Dataset records
##########

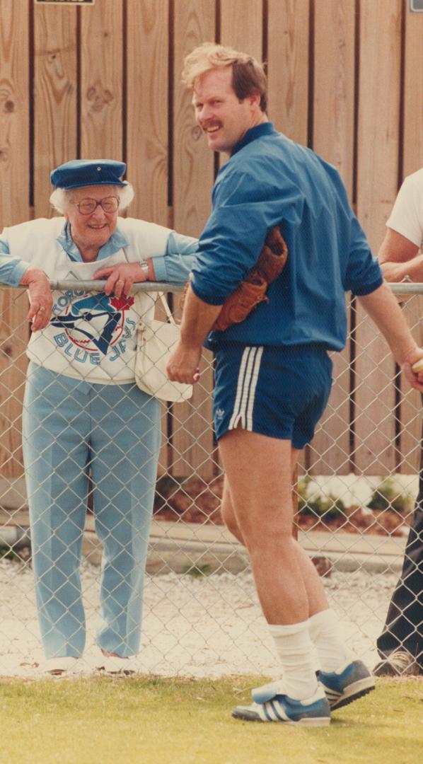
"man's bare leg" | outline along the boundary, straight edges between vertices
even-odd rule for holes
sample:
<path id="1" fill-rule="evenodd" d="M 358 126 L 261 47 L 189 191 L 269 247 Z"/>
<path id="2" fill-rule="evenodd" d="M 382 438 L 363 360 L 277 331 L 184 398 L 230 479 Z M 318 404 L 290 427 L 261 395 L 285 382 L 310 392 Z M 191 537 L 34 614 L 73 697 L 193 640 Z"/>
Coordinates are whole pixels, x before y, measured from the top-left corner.
<path id="1" fill-rule="evenodd" d="M 286 441 L 282 441 L 281 442 L 288 442 Z M 298 448 L 293 448 L 291 447 L 291 473 L 290 473 L 290 486 L 289 490 L 292 493 L 292 479 L 294 472 L 294 469 L 296 465 L 299 451 Z M 263 505 L 264 507 L 264 505 Z M 279 503 L 279 511 L 282 513 L 281 501 Z M 223 520 L 231 531 L 234 534 L 236 539 L 240 542 L 240 543 L 246 544 L 244 540 L 244 536 L 240 529 L 235 512 L 234 510 L 234 506 L 232 503 L 232 497 L 231 495 L 231 490 L 229 488 L 229 484 L 228 478 L 225 477 L 223 489 L 223 497 L 222 497 L 222 504 L 221 504 L 221 514 Z M 308 617 L 315 615 L 316 613 L 320 613 L 321 610 L 327 610 L 329 607 L 328 600 L 326 598 L 326 594 L 325 589 L 320 581 L 318 574 L 310 558 L 302 549 L 300 545 L 297 541 L 293 539 L 294 547 L 298 557 L 298 562 L 301 568 L 301 573 L 302 577 L 303 584 L 305 587 L 307 592 L 307 598 L 308 601 Z"/>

##########

Problem statement
Copy all the data above line for line, without changing anything, but leave out the pictures.

Written response
"man's bare leg" | outline along the boundary, straight edges between vertices
even-odd rule for holes
sample:
<path id="1" fill-rule="evenodd" d="M 358 126 L 261 47 L 189 191 L 269 247 Z"/>
<path id="2" fill-rule="evenodd" d="M 382 438 L 363 360 L 277 331 L 184 398 L 230 479 Z M 318 404 L 290 427 L 261 395 L 285 382 L 310 392 Z M 191 537 L 34 614 L 73 697 L 193 640 Z"/>
Coordinates are whole pixels, x before y, measured from the top-left corner.
<path id="1" fill-rule="evenodd" d="M 286 441 L 282 441 L 281 442 L 288 442 Z M 298 448 L 293 448 L 291 447 L 291 473 L 290 473 L 290 486 L 289 490 L 292 493 L 292 479 L 294 472 L 294 469 L 296 465 L 299 451 Z M 263 505 L 264 507 L 264 505 Z M 279 503 L 279 511 L 282 513 L 281 501 Z M 223 520 L 231 531 L 234 534 L 236 539 L 240 542 L 240 543 L 246 544 L 244 540 L 244 536 L 240 529 L 235 512 L 234 510 L 234 506 L 232 503 L 232 497 L 231 495 L 231 490 L 229 488 L 229 484 L 228 478 L 225 477 L 223 489 L 223 497 L 222 497 L 222 504 L 221 504 L 221 514 Z M 308 617 L 315 615 L 316 613 L 320 613 L 321 610 L 327 610 L 329 607 L 328 600 L 326 598 L 326 594 L 325 589 L 320 581 L 318 574 L 310 558 L 302 549 L 300 545 L 297 541 L 293 539 L 294 547 L 298 557 L 298 562 L 301 568 L 301 573 L 302 577 L 303 584 L 305 587 L 307 592 L 307 598 L 308 601 Z"/>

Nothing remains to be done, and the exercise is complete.